# Prompt
In the copy, every line of the material that follows must appear exactly, and no pictures should.

# Data extracts
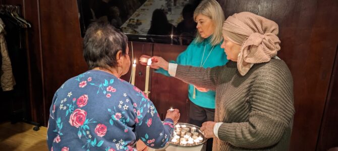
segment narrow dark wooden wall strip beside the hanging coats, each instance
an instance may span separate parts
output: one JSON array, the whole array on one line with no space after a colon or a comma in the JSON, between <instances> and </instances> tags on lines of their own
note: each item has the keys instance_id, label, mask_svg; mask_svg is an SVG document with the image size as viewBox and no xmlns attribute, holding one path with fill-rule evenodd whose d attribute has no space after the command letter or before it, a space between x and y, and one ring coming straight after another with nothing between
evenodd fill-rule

# Result of the task
segment narrow dark wooden wall strip beside the hanging coats, each instance
an instance may span separate parts
output: one JSON array, the whole array on one line with no space after a colon or a comma in the JSON, between <instances> and </instances> tags on lines of their own
note: each item has the keys instance_id, label, mask_svg; mask_svg is an SVG document with the image size as viewBox and no xmlns attribute, holding one path with fill-rule evenodd whose d attribute has no space after the command letter or before it, a space between x and y, and one ring coming straight after another with nothing between
evenodd fill-rule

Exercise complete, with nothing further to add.